## [Work required]
Write the material out again, line by line, exactly as it is.

• • •

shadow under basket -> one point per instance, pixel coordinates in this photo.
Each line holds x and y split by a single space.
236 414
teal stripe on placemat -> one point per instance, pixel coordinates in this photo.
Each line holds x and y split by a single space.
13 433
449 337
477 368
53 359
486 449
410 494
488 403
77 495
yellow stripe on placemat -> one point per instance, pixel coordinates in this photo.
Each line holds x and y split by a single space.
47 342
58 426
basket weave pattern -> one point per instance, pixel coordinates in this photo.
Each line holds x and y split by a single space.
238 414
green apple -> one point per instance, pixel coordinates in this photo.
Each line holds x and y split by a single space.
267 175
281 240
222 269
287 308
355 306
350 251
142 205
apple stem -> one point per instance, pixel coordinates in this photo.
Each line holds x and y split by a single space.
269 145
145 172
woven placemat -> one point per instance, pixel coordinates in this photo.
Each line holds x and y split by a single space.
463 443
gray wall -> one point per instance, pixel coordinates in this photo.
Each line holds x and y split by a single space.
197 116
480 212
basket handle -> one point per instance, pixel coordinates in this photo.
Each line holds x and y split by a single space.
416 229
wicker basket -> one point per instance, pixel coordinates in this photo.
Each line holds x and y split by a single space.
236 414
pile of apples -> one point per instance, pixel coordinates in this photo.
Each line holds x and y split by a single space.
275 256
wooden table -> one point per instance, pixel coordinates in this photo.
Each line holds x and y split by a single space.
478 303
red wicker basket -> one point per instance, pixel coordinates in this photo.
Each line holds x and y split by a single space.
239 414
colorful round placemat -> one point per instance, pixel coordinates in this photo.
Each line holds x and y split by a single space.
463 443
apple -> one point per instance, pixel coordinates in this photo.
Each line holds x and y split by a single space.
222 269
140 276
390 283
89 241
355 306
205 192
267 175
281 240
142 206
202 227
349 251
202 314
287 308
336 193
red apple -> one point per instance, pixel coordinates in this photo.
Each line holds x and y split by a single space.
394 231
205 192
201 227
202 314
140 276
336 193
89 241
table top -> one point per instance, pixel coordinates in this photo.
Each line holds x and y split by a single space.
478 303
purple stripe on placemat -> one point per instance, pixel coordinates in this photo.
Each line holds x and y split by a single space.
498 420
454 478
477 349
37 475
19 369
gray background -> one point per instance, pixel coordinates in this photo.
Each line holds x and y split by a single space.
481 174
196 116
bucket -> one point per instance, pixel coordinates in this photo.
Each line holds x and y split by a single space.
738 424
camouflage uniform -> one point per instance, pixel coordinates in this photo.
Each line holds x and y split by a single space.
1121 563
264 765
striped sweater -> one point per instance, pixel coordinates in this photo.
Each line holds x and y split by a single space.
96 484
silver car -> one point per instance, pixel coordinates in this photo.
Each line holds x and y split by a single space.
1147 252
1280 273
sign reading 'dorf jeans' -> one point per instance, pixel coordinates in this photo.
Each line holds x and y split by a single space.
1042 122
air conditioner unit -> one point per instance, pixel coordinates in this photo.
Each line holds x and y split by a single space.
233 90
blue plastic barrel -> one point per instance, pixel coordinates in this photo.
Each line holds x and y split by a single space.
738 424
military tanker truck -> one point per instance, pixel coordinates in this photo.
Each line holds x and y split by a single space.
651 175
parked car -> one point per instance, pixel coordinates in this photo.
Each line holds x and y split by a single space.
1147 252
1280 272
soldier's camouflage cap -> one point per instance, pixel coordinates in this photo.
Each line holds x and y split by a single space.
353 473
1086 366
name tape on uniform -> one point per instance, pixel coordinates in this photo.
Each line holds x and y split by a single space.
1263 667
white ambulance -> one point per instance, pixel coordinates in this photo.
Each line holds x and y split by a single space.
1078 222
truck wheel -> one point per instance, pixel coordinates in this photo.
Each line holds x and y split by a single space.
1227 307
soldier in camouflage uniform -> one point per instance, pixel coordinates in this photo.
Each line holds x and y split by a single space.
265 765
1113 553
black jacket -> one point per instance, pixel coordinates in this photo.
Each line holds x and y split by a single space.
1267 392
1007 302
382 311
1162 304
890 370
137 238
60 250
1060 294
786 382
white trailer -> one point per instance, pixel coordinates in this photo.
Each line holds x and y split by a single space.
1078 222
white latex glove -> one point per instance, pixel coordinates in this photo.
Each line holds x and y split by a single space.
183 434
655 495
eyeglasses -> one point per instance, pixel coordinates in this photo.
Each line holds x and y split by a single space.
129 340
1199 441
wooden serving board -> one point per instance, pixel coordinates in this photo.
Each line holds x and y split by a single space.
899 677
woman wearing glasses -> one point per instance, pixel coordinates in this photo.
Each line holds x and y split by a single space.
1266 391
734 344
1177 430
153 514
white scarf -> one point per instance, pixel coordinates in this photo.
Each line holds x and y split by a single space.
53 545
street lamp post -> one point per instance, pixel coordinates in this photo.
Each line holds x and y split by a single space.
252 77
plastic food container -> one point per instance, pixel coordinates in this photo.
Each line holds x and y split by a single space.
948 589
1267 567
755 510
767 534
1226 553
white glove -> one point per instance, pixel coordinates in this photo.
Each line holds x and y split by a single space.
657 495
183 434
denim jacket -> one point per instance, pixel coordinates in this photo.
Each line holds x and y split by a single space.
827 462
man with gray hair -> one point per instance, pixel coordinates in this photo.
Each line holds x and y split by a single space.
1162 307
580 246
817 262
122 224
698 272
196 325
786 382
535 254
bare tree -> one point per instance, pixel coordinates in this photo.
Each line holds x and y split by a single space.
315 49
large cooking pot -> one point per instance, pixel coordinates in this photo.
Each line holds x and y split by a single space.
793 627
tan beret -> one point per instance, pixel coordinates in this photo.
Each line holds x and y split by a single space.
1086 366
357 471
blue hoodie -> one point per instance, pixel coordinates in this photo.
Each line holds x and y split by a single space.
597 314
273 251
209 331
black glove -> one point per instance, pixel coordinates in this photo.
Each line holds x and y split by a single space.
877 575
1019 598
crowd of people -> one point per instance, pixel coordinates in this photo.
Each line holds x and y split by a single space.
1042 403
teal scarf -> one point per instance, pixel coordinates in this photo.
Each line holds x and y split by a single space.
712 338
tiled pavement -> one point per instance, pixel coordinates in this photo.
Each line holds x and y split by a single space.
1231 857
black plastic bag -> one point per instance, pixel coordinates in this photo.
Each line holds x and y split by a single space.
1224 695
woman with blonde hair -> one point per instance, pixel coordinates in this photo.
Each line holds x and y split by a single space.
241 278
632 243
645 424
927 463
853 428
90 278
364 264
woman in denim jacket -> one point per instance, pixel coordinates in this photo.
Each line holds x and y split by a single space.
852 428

• • •

## [Full solution]
shadow under basket -> one point per instance, pixel coordinates in this photo.
Each line holds x and y split by a single space.
236 414
teal stripe on placemat -> one point per instance, pixel coordinates in this photo.
Each line holds x and y split by a single space.
13 433
449 337
477 368
53 359
486 449
410 494
488 403
77 495
yellow stripe on placemat -> one point per instance, pixel coordinates in this photo.
Each line holds x and y split by a single space.
47 342
58 426
basket weave pattern -> one point per instance, pixel coordinates in this photo.
Each line holds x and y split by a single space.
238 414
green apple -> one point per instance, pixel coordinates in this photo.
Each line holds x and y split by a single space.
267 175
281 240
222 269
287 308
355 306
350 251
142 205
apple stem -> one point per instance, pixel coordinates in this photo.
Each line holds x and y split by a single space.
269 145
145 172
woven placemat -> one point per instance, pixel coordinates in this photo.
Each line holds x and y split by a single space.
463 443
gray wall -> one point per instance, pixel coordinates in this photo.
Each line holds x and y split by a single space.
197 116
480 212
basket handle -> one point per instance, pixel coordinates in this photo.
Each line holds x and y split by a single space.
416 229
wicker basket -> one point per instance, pixel coordinates in this photo.
Each line holds x and y split by a single space.
236 414
pile of apples -> one point per instance, pixel coordinates in this photo.
Each line holds x and y split by a single space.
275 256
wooden table -> one point per instance, pixel coordinates in this photo.
Each line holds x and y split by a single space.
478 303
red wicker basket -> one point per instance, pixel coordinates in this photo.
Each line holds x and y split by a single space.
239 414
colorful round placemat -> one point per instance, pixel coordinates in this photo.
Each line holds x and y split by a single space.
463 443
apple -> one point per instance, pixel coordinates in this photo.
Each line holds x and y split by a single space.
222 269
140 276
390 283
89 241
355 306
205 192
267 175
281 240
142 206
202 227
349 251
202 314
287 308
336 193
red apple -> one point per instance, pixel coordinates in this photo.
Each line holds x and y split by a single space.
394 231
205 192
201 227
202 314
140 276
336 193
89 241
table top -> one point per instance, pixel coordinates in this photo.
Each line holds x and y split by a single space.
478 303
purple stripe on placemat -> one point per instance, pixel coordinates in this photo.
Each line holds x and y split by a single space.
498 420
454 478
477 349
37 475
19 369
gray background -> one point per instance, pixel coordinates in this photo.
Each line holds x and y split by a single space.
481 174
196 116
bucket -> one point per instance, pixel coordinates in this photo.
Each line holds x and y split by a single space.
738 424
camouflage uniform -> one point per instance, pixel coordinates in this photo.
Each line holds x and y split by a single space.
1121 563
264 765
striped sweater -> one point per instance, pixel coordinates in this photo.
Each line holds x and y split by a single space.
96 484
silver car -> one point per instance, pixel coordinates in this photo.
Each line holds x and y split by a single space.
1147 252
1280 273
sign reading 'dorf jeans' -> one point per instance, pixel coordinates in this photo.
Each line holds x and y split by a single space.
1042 122
air conditioner unit -> one point per instance, pixel coordinates in this photo.
Each line holds x and y split by a single space.
233 90
blue plastic barrel -> one point per instance, pixel coordinates in this photo.
Each line holds x and y split by a single space.
738 424
military tanker truck -> one point per instance, pixel coordinates in this photo.
Each line holds x and y split by a single space.
651 175
parked car -> one point per instance, pixel coordinates in this photo.
Each line holds x and y split by a single space.
1147 252
1280 272
soldier's camouflage cap -> one point per instance, pixel coordinates in this photo.
Each line holds x and y split by a single space.
353 473
1086 366
name tape on uniform -> one point per instance, pixel coordinates in this photo.
Each line holds x and y split by a single space.
1263 667
white ambulance -> one point per instance, pixel coordinates in this photo.
Each line holds x and y split by a single space.
1078 222
truck wheel -> one point per instance, pixel coordinates in this photo.
Each line holds x and y split by a single space.
1227 307
soldier in camouflage uniform -> one point per instance, pixel coordinates in this photo.
Each line holds x and y split by a single space.
265 765
1113 553
black jacket -> one point per instance, pixel coordinates in this photo.
Each line holds x and y split by a single space.
1267 392
1007 302
382 311
1162 304
890 370
137 238
60 250
1060 294
786 382
white trailer -> one point per instance, pixel coordinates in this photo.
Each line holds x and y split by a single space.
1078 222
white latex glove -> one point per instance, pixel coordinates in this photo.
Each line holds x and y split by a single space.
183 434
655 495
eyeglasses -> one point per instance, pixel coordinates in this photo.
Each line holds x and y split by a single space.
129 340
1199 441
wooden serving board -> one point per instance, pixel coordinates in this photo.
Each line holds x and y split by a single space.
899 677
woman wearing glasses -> one point per instance, pixel coordinates in this photo.
Each line holds x and y split by a single space.
1266 391
734 344
1177 430
153 514
white scarf -> one point per instance, pixel coordinates in this photo.
Each line holds x and y split by a single space.
53 545
street lamp post -> one point per instance, pixel coordinates in this photo.
Each line holds x and y split by a single space.
252 77
plastic food container -> one point per instance, pixel coordinates in this photo.
Each line holds x and y split by a single space.
948 589
1267 567
755 510
767 534
1226 553
white glove -> one point per instance, pixel coordinates in this photo.
Each line holds x and y split by a single space.
657 495
183 434
denim jacket -> one point per instance, pixel coordinates in this photo.
Each line holds x and y split by a single space.
827 462
man with gray hair -> one point per instance, pixel coordinates in this photo.
Each line holds x and y split by a single space.
1162 307
580 246
817 262
122 224
698 272
196 325
786 382
535 254
bare tree -> one point per instance, pixel coordinates in this photo.
Each line holds x and y split by a single space.
315 49
large cooking pot -> one point per instance, pixel coordinates in this photo.
Each line holds x and y split by a single space.
793 627
tan beret -> one point per instance, pixel coordinates in this photo.
Each line holds x and y split by a single space.
1086 366
357 471
blue hoodie -> one point per instance, pixel coordinates in this photo.
Each line holds x and y split by a single space.
597 314
273 251
209 331
black glove -> one point per instance, pixel coordinates in this photo.
Each line holds x and y split by a single space.
877 575
1019 598
crowd of people -> one point per instance, pixel coordinates in this photo.
Each line holds x and y split by a single space.
1042 403
teal scarf -> one point per instance, pixel coordinates in this photo.
Each line holds x and y split by a single space.
712 338
tiled pavement -> one point per instance, pixel coordinates in this photo.
Each line holds x and y split by a single space.
1231 857
black plastic bag -> one point per instance, pixel coordinates in this photo.
Each line holds x and y split by a single space.
1224 695
woman with blonde hair -> one point per instance, pixel coordinates in this photo.
Each line holds x and y split by a single space.
241 278
632 243
645 424
927 463
853 428
90 278
364 264
woman in denim jacket -> one point per instance, pixel coordinates in this photo.
Each line holds x and y split by a single space.
852 428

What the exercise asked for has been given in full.